• [Requirement]: Convert the lines of the entries below, from the line containing "Reviewer note: confirm that every instance of the manicured" through the line containing "<point>185,300</point>", into a JSON list of strings with one string per line. Skip any blank lines and leave out everything outside that stretch.

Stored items
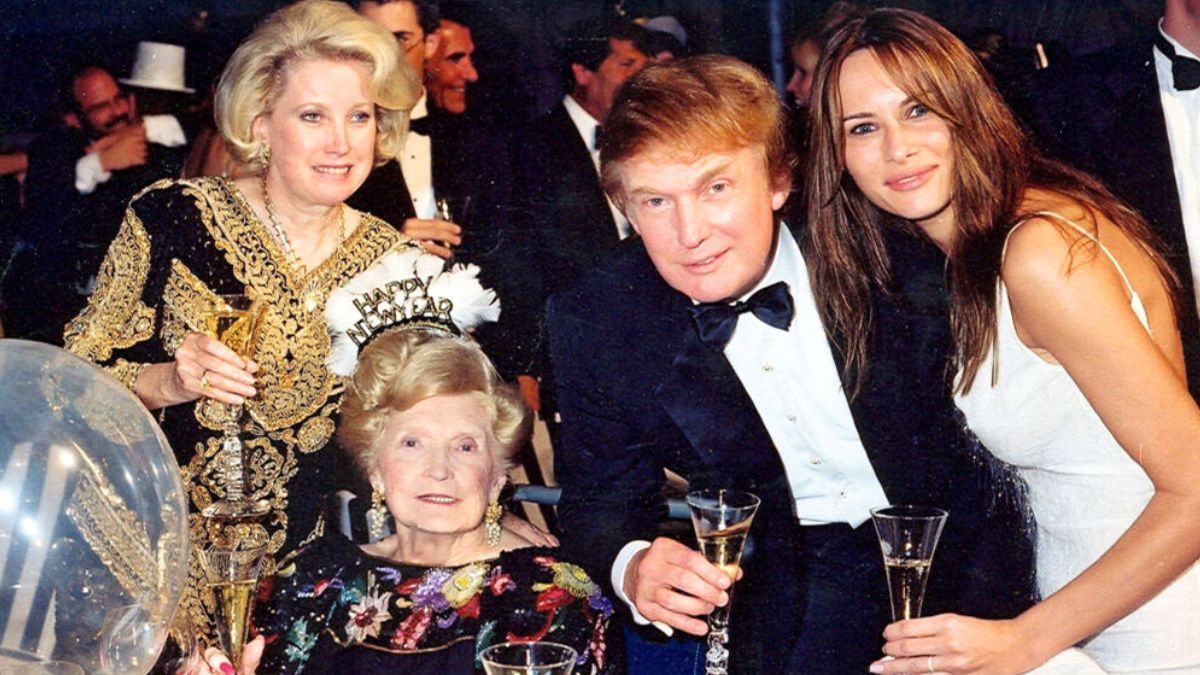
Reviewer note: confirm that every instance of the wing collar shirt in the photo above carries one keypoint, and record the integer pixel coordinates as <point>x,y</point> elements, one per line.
<point>793,382</point>
<point>1181,111</point>
<point>587,126</point>
<point>417,165</point>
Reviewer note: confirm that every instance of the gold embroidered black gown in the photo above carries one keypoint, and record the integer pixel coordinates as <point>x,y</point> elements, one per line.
<point>181,243</point>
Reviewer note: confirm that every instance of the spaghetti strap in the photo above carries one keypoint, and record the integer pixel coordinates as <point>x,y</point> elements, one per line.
<point>1083,231</point>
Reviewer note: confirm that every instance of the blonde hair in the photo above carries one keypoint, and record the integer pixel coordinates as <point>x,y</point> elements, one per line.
<point>402,368</point>
<point>256,75</point>
<point>699,103</point>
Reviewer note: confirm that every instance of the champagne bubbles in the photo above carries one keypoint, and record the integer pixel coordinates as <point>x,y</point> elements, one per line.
<point>93,519</point>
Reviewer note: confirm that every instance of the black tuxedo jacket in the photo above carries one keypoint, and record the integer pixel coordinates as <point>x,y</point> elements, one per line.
<point>563,201</point>
<point>1107,117</point>
<point>1138,167</point>
<point>640,393</point>
<point>567,217</point>
<point>471,168</point>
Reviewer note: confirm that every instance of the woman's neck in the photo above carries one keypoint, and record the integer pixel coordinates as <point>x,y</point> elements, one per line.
<point>433,550</point>
<point>311,231</point>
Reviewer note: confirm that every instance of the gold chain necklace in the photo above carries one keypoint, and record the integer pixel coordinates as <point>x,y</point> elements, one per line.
<point>312,292</point>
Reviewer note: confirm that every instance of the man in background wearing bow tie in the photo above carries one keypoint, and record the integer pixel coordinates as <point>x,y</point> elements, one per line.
<point>699,348</point>
<point>1132,117</point>
<point>402,191</point>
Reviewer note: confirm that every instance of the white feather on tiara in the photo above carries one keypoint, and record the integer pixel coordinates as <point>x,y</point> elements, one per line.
<point>405,287</point>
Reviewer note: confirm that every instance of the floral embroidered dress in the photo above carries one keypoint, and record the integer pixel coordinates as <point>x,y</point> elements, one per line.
<point>180,245</point>
<point>335,608</point>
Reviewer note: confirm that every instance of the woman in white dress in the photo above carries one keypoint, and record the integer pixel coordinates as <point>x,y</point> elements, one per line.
<point>1068,360</point>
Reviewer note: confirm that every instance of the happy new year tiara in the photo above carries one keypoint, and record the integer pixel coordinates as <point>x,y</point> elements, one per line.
<point>405,288</point>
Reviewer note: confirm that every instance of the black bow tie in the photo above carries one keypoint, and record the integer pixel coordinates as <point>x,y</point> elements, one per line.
<point>715,321</point>
<point>1185,70</point>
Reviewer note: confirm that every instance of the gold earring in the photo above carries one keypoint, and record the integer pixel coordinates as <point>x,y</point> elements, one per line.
<point>492,524</point>
<point>377,515</point>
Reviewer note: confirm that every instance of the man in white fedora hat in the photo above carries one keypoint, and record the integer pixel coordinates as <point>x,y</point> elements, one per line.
<point>81,175</point>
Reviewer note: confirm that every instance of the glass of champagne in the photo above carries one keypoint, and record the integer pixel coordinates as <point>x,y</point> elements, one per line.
<point>234,321</point>
<point>448,213</point>
<point>721,519</point>
<point>231,573</point>
<point>907,538</point>
<point>528,658</point>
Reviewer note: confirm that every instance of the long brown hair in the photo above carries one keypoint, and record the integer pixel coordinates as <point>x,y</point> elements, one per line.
<point>994,165</point>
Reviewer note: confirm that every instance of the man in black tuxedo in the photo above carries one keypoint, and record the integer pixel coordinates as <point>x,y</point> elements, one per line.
<point>403,191</point>
<point>658,370</point>
<point>449,156</point>
<point>568,222</point>
<point>1131,115</point>
<point>81,178</point>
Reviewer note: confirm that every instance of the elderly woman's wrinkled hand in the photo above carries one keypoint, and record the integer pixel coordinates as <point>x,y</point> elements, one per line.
<point>203,366</point>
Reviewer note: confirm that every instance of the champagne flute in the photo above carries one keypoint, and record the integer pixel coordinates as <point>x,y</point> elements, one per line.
<point>528,658</point>
<point>234,321</point>
<point>907,538</point>
<point>231,574</point>
<point>445,211</point>
<point>721,520</point>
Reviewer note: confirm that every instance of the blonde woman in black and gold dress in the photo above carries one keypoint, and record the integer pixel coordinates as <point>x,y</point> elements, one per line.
<point>315,97</point>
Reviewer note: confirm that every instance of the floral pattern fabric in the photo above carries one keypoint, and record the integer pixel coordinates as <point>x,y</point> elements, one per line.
<point>334,607</point>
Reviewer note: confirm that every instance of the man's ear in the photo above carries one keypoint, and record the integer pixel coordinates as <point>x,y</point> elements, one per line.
<point>582,75</point>
<point>432,41</point>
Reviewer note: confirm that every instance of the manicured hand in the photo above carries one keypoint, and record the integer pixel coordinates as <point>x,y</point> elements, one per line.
<point>203,366</point>
<point>435,236</point>
<point>673,584</point>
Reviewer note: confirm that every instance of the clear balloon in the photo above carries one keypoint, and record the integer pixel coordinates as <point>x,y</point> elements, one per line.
<point>93,519</point>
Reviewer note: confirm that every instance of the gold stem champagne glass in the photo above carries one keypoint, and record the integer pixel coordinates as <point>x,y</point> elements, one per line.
<point>231,574</point>
<point>721,520</point>
<point>907,537</point>
<point>528,658</point>
<point>234,321</point>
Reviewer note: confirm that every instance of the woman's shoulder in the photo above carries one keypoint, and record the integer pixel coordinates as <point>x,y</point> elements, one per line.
<point>1050,231</point>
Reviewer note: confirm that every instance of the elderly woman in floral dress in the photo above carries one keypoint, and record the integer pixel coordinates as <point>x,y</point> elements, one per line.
<point>433,429</point>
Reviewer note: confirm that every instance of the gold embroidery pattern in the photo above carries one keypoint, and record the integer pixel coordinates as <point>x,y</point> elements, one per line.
<point>293,382</point>
<point>115,316</point>
<point>298,396</point>
<point>126,372</point>
<point>185,300</point>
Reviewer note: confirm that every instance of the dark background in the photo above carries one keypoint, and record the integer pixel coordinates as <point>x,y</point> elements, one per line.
<point>40,39</point>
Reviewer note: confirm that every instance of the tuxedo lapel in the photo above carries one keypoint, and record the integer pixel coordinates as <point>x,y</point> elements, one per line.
<point>1144,172</point>
<point>708,402</point>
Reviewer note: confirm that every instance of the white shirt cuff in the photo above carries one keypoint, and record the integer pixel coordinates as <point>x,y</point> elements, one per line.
<point>90,173</point>
<point>618,581</point>
<point>165,130</point>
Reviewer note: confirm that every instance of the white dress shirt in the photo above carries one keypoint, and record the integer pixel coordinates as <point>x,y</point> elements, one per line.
<point>587,125</point>
<point>161,130</point>
<point>1181,111</point>
<point>417,165</point>
<point>795,386</point>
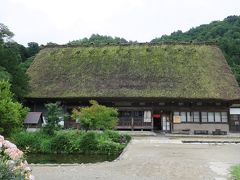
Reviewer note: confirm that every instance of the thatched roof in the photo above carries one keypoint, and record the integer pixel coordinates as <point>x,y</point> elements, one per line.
<point>33,118</point>
<point>164,71</point>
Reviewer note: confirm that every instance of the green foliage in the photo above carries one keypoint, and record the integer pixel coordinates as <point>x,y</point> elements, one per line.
<point>12,113</point>
<point>33,49</point>
<point>60,143</point>
<point>96,117</point>
<point>235,172</point>
<point>72,142</point>
<point>225,33</point>
<point>89,142</point>
<point>10,65</point>
<point>5,33</point>
<point>6,173</point>
<point>98,39</point>
<point>117,137</point>
<point>53,116</point>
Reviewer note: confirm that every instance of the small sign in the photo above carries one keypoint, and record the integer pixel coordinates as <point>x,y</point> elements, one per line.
<point>157,116</point>
<point>176,119</point>
<point>147,116</point>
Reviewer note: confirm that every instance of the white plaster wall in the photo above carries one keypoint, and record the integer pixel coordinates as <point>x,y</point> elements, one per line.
<point>193,126</point>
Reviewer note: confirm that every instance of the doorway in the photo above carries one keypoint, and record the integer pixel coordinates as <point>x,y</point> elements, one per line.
<point>161,122</point>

• [Answer]:
[
  "Reviewer note: confirm that every instance of the manicured hand in the photo above carries one keypoint, and record the integer pixel coordinates as <point>x,y</point> elements, one per line.",
  "<point>203,366</point>",
  "<point>435,236</point>",
  "<point>673,584</point>",
  "Reviewer note: confirm that every instance of the clear balloon in the photo above carries one keypoint, and record the integer pixel coordinates as <point>x,y</point> elements, one per line.",
  "<point>93,519</point>",
  "Reviewer note: confirm that every instance of the gold stem champagne glass in the photo above carries one keypoint, and record the integer pixel coordinates as <point>x,y</point> elements, one per line.",
  "<point>231,574</point>",
  "<point>721,520</point>",
  "<point>907,537</point>",
  "<point>528,658</point>",
  "<point>234,321</point>",
  "Reviewer note: confirm that every instance of the woman's shoulder in the photo above carries one keypoint, and record the integer pixel coordinates as <point>x,y</point> elements, one per line.",
  "<point>1050,231</point>",
  "Reviewer note: confirm that every instance of the elderly woman in floral dress in the photo above carries one keypoint, and record the integer pixel coordinates as <point>x,y</point> elements, one per line.",
  "<point>433,429</point>",
  "Reviewer note: confirm that every instance of the gold embroidery pattern in the photo above carries one keypoint, and record the integer pixel coordinates as <point>x,y</point> elements, one per line.",
  "<point>293,382</point>",
  "<point>115,316</point>",
  "<point>298,396</point>",
  "<point>126,372</point>",
  "<point>185,300</point>"
]